## Requirements
Starting at the line of the records that contains "Where can you spot the tree in" and stopping after the line that contains "column 128, row 345", give those lines as a numbered list with blank lines left out.

--- BEGIN Entries shown ---

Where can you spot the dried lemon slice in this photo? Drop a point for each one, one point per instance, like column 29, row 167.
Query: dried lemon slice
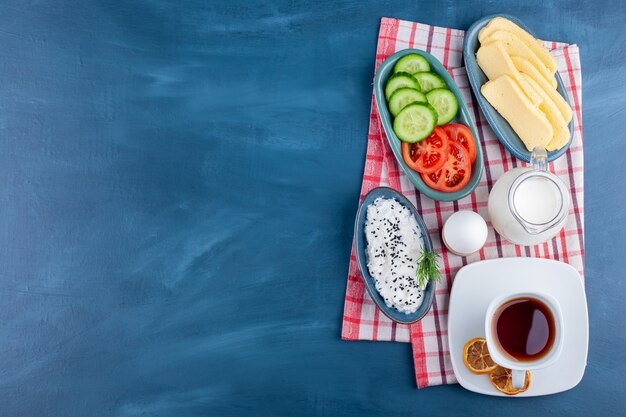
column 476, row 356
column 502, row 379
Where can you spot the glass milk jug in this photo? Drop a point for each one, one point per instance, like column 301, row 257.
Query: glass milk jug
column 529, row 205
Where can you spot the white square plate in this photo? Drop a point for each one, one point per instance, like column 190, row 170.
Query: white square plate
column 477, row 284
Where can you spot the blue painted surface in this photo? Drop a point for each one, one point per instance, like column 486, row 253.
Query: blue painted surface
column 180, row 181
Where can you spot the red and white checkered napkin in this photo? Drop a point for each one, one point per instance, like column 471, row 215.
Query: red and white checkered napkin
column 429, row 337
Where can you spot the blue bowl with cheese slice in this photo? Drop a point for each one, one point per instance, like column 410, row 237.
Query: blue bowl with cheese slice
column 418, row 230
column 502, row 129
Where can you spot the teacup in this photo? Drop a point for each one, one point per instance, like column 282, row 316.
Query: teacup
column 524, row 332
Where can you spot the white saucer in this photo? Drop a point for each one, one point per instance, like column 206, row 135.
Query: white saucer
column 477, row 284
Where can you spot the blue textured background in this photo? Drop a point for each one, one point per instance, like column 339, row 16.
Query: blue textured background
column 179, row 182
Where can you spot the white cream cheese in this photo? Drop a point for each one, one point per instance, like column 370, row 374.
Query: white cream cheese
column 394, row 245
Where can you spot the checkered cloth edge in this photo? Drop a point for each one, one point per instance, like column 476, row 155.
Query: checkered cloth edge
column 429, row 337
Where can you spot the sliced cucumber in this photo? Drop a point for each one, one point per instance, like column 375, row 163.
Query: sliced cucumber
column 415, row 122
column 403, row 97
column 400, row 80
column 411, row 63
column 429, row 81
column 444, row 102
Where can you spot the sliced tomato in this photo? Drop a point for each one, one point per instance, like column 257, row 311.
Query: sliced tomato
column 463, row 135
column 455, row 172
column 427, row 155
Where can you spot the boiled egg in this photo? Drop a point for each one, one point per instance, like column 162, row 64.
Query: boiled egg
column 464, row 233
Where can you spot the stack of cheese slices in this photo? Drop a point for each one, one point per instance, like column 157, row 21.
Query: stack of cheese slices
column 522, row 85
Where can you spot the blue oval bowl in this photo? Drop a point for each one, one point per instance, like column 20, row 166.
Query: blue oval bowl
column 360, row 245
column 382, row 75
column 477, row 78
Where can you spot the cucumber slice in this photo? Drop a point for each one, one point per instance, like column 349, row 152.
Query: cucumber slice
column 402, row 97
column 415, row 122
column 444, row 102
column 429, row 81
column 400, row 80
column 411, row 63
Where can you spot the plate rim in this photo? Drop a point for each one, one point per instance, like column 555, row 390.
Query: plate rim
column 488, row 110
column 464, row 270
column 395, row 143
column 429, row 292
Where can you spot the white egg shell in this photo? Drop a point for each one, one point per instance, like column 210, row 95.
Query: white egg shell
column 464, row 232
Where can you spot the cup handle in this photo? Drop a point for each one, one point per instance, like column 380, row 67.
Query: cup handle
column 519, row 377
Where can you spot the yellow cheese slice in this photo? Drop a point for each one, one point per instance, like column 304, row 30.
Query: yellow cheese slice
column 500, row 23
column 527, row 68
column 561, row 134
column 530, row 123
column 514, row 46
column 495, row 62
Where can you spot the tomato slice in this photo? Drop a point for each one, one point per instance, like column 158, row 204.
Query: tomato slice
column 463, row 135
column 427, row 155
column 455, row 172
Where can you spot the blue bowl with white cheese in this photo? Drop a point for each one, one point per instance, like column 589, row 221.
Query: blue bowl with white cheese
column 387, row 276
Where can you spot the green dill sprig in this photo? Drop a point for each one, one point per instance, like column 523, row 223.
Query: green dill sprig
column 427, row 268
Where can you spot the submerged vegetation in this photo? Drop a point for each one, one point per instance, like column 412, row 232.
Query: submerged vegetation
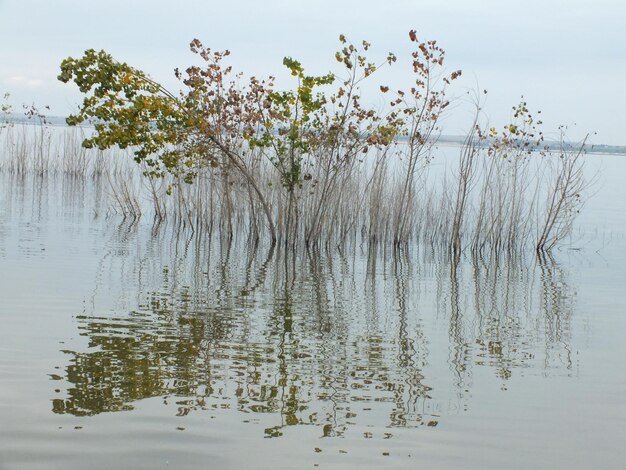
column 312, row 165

--- END Entries shown ---
--- BEGIN Entries shown ---

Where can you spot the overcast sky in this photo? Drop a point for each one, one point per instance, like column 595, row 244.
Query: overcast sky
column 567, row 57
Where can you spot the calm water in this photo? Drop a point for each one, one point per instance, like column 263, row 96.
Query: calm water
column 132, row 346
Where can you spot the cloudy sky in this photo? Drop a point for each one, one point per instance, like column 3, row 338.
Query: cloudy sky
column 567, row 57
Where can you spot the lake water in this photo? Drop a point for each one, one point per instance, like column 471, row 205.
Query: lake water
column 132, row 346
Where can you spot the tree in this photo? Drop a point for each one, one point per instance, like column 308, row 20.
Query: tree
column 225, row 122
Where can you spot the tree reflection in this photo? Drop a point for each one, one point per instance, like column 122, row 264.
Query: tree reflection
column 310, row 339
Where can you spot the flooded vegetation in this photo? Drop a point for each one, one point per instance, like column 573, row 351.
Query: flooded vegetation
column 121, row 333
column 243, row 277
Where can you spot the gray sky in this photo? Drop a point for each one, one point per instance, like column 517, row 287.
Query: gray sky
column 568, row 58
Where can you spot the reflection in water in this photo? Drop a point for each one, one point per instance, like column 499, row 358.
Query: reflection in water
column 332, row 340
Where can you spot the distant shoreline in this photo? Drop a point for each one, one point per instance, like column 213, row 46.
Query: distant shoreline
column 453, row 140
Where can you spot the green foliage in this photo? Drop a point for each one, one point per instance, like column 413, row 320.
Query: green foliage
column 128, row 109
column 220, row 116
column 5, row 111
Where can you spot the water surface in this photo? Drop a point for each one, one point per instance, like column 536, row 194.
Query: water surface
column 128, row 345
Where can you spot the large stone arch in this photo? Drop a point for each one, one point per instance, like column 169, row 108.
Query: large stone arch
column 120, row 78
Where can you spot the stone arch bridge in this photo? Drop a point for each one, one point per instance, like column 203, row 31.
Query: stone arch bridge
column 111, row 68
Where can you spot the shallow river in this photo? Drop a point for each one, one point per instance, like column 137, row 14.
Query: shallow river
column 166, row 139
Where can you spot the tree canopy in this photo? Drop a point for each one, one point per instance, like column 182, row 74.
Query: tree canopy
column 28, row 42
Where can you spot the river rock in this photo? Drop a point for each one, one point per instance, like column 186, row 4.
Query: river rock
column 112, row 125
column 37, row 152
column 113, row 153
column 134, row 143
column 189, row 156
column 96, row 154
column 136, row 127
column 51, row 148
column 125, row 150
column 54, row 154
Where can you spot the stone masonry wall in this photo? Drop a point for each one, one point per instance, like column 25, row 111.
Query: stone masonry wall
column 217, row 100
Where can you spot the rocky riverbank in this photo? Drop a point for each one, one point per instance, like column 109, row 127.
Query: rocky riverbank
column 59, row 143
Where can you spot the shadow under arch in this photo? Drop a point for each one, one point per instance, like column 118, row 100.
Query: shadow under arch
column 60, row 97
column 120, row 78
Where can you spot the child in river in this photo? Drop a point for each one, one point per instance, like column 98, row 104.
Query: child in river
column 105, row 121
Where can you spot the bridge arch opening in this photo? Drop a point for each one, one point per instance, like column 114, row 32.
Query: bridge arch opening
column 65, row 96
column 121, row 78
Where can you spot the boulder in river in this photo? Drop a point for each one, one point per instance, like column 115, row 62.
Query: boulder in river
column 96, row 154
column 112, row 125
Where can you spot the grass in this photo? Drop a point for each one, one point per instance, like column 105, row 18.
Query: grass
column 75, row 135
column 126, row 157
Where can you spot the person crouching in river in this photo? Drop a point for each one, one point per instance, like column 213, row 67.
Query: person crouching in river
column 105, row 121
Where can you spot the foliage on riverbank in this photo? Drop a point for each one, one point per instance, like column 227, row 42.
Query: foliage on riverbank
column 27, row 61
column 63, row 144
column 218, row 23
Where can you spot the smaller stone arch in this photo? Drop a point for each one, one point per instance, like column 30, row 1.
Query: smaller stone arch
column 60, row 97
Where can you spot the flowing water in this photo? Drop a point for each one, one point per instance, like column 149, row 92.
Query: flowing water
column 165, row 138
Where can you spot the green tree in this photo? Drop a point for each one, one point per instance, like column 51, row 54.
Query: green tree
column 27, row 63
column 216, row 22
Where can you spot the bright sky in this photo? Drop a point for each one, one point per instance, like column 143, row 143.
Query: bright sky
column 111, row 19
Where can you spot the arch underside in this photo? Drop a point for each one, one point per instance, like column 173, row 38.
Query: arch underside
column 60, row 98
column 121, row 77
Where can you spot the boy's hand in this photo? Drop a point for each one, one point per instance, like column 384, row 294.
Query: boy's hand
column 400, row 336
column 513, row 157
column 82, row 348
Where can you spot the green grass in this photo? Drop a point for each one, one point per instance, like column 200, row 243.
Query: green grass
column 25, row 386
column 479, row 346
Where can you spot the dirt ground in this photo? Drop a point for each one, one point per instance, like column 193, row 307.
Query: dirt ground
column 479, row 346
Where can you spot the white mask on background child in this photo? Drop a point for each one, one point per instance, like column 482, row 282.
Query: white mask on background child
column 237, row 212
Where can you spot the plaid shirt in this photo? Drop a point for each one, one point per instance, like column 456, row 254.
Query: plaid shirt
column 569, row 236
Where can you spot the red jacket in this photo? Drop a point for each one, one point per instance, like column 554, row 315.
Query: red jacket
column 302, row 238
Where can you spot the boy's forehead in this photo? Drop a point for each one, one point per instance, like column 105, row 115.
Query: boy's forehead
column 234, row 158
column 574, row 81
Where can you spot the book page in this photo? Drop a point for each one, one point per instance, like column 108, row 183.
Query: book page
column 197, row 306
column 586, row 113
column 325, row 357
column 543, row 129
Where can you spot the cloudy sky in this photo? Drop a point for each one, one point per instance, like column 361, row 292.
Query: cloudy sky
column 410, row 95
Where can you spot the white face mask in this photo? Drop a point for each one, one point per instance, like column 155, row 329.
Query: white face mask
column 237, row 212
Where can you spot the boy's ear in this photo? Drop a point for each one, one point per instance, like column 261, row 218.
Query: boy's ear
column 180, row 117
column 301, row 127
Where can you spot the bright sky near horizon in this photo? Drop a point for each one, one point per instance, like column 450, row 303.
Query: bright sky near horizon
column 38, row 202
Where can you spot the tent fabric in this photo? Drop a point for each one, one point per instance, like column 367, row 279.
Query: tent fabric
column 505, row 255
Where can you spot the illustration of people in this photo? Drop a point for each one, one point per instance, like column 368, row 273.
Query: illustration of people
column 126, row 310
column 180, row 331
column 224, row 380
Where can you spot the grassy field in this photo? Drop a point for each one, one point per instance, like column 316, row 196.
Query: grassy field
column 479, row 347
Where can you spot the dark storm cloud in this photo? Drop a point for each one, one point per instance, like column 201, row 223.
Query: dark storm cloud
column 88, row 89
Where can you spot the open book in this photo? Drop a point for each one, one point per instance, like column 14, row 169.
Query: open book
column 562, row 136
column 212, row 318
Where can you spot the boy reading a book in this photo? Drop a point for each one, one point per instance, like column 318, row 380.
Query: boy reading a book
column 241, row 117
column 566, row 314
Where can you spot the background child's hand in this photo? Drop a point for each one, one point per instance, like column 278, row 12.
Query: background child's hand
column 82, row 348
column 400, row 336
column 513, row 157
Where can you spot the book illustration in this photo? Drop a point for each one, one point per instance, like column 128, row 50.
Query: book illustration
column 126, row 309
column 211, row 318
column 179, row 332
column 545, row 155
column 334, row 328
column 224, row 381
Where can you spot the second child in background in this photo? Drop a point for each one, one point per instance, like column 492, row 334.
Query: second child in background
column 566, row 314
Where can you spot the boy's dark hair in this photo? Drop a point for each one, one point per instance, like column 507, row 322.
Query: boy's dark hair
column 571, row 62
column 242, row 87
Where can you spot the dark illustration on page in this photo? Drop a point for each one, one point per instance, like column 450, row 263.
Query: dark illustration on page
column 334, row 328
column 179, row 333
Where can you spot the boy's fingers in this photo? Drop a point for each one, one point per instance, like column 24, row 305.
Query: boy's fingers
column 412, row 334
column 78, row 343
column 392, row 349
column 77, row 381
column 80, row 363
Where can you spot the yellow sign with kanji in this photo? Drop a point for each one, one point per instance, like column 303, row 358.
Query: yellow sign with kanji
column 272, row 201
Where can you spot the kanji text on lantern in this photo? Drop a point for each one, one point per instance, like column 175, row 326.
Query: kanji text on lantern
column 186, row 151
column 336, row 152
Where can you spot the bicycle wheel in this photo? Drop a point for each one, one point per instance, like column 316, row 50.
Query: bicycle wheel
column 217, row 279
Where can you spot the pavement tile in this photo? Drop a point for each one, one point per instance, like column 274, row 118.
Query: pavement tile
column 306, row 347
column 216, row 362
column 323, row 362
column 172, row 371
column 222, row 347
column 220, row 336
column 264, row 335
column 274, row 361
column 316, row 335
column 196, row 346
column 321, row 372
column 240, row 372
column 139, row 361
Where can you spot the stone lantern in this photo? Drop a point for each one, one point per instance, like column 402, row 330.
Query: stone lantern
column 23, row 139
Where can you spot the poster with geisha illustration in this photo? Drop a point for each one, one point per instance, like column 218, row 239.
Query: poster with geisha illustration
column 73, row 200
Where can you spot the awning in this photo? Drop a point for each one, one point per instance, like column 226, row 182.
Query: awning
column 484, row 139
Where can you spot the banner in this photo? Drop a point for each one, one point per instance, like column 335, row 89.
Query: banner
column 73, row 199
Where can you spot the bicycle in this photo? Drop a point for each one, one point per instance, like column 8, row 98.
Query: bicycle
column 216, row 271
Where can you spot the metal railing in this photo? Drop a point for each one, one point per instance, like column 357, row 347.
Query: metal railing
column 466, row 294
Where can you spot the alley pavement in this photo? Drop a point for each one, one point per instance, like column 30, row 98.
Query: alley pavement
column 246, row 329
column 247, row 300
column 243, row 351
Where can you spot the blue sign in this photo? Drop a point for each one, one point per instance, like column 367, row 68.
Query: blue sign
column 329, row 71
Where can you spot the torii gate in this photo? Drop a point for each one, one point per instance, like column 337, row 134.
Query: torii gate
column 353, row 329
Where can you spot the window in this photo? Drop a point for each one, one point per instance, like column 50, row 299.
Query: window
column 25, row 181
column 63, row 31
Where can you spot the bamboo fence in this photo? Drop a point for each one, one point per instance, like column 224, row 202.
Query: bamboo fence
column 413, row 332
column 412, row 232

--- END Entries shown ---
--- BEGIN Entries shown ---

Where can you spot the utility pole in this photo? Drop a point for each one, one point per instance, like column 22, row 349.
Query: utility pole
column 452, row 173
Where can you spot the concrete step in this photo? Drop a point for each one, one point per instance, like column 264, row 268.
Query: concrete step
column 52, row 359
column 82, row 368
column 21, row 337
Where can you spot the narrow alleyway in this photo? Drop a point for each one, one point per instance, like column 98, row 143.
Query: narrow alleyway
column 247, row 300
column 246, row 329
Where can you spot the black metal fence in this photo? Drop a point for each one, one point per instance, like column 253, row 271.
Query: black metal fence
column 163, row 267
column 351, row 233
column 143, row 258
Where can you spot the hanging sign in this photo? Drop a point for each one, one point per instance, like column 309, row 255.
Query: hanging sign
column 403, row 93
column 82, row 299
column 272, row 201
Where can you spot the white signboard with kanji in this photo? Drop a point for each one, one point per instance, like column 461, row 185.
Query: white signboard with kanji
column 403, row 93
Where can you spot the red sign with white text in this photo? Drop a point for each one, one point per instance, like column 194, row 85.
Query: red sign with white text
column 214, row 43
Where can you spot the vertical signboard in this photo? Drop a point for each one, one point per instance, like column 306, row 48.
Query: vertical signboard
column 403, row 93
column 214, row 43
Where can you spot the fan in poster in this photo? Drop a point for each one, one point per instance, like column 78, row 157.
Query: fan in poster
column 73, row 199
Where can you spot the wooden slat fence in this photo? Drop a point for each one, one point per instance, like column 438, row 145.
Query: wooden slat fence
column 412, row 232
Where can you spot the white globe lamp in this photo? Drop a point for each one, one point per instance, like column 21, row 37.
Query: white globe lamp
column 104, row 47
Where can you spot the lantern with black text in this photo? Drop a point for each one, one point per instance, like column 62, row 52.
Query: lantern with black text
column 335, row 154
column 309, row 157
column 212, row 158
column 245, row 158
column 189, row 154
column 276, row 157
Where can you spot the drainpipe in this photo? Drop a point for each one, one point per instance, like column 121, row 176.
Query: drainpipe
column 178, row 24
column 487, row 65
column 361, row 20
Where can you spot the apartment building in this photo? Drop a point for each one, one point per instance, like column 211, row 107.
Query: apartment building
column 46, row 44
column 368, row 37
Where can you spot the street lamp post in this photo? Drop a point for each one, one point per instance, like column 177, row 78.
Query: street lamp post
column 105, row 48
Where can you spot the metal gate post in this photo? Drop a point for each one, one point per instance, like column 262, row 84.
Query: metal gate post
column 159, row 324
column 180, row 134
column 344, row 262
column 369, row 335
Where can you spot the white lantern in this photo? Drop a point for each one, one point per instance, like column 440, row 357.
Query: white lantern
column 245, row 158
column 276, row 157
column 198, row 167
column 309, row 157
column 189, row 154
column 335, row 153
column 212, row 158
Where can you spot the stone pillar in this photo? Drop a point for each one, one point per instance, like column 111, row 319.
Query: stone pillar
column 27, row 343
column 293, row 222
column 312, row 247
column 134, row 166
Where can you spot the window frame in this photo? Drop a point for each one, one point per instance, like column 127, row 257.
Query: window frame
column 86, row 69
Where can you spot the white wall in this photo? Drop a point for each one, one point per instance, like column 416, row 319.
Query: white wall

--- END Entries shown ---

## The solution
1. Where can you spot the tree in this photo? Drop a point for each one, one point per instance, like column 308, row 20.
2. Query: tree
3. column 225, row 122
4. Where can you spot the tree reflection in this photo? Drop a point for each one, one point per instance, like column 122, row 264.
5. Query: tree reflection
6. column 310, row 339
7. Where can you spot the flooded vegetation in this photo? Drop a point for each one, one point per instance, like column 573, row 351.
8. Query: flooded vegetation
9. column 121, row 333
10. column 243, row 277
11. Where can you spot the gray sky in this photo? Drop a point for each one, one point per instance, like column 517, row 287.
12. Query: gray sky
13. column 568, row 58
14. Where can you spot the reflection in water in this photo? Drop a point for each one, one point per instance, like column 499, row 358.
15. Query: reflection in water
16. column 332, row 340
17. Where can you spot the distant shoreline in this photo? Drop a point for each one, one point per instance, like column 213, row 46.
18. Query: distant shoreline
19. column 453, row 140
20. Where can you spot the green foliage in this photo? Drop a point for each one, one point per instance, like column 413, row 320.
21. Query: green foliage
22. column 128, row 109
23. column 220, row 116
24. column 5, row 111
25. Where can you spot the water surface in this photo? Drop a point for each one, one point per instance, like column 536, row 194.
26. Query: water surface
27. column 128, row 345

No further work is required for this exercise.